- [What to work on]
Every line from the one with "Definition of the keypoint: for every instance of the pink" through the end of the records below should be restated word for word, and nothing outside that span.

- [Available data]
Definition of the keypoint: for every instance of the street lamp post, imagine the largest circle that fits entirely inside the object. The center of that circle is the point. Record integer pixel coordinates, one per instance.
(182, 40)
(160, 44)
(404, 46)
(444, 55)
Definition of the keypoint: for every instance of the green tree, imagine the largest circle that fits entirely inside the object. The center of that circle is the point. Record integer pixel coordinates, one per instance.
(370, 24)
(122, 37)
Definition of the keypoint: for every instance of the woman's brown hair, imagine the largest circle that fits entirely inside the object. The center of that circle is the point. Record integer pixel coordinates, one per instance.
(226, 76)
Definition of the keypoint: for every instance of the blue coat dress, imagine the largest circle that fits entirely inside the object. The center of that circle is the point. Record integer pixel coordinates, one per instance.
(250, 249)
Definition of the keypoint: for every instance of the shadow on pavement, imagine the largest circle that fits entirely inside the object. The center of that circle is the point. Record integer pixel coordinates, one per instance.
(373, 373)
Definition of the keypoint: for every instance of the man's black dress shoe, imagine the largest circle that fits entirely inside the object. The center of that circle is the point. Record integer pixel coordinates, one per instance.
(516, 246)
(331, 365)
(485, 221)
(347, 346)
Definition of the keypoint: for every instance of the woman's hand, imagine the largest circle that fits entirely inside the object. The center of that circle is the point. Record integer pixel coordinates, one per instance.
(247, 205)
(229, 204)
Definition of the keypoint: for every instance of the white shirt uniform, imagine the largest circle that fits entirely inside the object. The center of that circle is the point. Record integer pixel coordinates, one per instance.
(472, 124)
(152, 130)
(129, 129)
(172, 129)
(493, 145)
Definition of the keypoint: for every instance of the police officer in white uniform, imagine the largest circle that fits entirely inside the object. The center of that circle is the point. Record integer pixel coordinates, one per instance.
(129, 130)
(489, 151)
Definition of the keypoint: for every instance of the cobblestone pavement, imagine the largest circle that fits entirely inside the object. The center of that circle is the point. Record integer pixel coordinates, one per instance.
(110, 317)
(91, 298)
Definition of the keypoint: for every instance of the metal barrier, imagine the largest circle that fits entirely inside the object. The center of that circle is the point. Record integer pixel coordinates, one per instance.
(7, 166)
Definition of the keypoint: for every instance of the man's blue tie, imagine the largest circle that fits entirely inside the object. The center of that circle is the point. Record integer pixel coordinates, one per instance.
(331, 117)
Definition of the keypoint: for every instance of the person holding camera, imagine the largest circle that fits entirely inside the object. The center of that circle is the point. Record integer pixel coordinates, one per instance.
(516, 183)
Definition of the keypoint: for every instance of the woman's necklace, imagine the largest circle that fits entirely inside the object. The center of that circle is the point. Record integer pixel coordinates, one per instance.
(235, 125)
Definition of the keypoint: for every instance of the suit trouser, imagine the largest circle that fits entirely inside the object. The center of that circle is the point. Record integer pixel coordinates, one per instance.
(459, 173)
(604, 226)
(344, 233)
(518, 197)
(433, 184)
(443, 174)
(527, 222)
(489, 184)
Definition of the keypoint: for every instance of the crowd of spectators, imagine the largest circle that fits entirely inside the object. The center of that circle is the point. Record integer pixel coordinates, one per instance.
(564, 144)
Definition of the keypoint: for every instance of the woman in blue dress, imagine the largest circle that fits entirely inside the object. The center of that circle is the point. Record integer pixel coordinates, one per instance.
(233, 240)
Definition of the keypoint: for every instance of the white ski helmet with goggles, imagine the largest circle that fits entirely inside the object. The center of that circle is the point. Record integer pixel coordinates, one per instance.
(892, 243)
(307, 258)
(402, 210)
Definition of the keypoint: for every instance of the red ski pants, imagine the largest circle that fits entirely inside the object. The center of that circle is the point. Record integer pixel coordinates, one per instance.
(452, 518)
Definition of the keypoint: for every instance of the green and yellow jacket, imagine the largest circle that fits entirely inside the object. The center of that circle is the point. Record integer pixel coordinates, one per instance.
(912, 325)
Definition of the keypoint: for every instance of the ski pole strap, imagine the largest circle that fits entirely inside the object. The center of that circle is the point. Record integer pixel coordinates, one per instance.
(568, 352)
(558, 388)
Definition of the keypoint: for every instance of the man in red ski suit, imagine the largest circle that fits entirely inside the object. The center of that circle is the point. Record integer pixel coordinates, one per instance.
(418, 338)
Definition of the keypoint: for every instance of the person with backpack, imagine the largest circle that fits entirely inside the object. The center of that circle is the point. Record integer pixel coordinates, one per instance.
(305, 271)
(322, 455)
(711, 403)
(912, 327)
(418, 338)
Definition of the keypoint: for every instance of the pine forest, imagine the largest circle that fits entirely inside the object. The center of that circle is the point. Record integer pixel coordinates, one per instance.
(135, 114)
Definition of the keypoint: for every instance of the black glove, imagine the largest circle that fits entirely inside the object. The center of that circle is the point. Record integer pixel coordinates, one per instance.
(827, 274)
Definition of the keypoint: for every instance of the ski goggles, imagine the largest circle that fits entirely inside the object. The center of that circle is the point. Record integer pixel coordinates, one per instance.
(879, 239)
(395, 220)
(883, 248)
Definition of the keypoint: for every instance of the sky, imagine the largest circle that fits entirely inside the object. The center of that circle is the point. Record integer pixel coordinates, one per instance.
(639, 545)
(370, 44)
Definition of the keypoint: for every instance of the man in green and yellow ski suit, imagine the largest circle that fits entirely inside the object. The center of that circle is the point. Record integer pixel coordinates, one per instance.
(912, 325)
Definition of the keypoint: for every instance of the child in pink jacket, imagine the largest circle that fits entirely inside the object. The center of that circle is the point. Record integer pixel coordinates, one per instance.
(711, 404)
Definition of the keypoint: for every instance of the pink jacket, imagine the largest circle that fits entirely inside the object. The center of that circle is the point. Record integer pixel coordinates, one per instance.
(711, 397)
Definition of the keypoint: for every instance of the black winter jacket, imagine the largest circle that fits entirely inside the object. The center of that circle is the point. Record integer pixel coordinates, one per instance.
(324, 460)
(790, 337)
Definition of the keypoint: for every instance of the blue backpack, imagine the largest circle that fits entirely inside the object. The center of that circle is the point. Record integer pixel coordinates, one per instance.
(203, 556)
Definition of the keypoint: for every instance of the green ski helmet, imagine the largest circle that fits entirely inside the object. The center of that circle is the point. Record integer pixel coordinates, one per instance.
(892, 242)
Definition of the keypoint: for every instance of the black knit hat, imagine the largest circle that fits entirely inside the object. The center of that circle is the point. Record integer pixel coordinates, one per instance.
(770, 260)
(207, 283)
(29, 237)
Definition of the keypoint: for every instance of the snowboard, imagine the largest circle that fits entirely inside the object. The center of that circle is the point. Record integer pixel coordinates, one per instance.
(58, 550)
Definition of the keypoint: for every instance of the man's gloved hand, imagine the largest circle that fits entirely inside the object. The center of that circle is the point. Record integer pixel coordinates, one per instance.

- [Exercise answer]
Definition of the keypoint: for every instance of the pink jacket, imagine the largest circle that fits entirely inside the object. The center of that circle is the point. Record integer pixel coordinates, one per instance.
(711, 397)
Definition of the keypoint: for every instance of the black winter jacket, imagine the largest circle that fits entirely inside the object. The center of that circle is the point. Record integer pixel coordinates, one per instance.
(324, 460)
(790, 337)
Definition of the keypoint: for every instance of the blue backpack, imagine the largest circle that fits entirely inside the object. The center of that circle is the point. Record integer pixel coordinates, one per instance.
(203, 556)
Definition of the keypoint: for every instance of the green ski helmet, imagine the largest circle that fits entirely inside the object. The center of that circle is the point. Record integer pixel coordinates, one per instance.
(892, 242)
Definition of the keypoint: for every instance of the black knit hat, imagine the largest circle that fits entirely inside the object. The center of that circle is the point. Record integer pixel coordinates, one per instance.
(770, 260)
(207, 283)
(29, 237)
Definition of the keypoint: for every instance of the snowboard, imagine the largest circle that fits entirely inside the object. The center of that circle is the point. Record integer pixel coordinates, one per instance.
(58, 550)
Definition of the keypoint: for every instance of the man's gloved hand, imagine the largest circle that fits entirely inside the object. The center of that circle is the point. Record integer pixel coordinates, one per instance.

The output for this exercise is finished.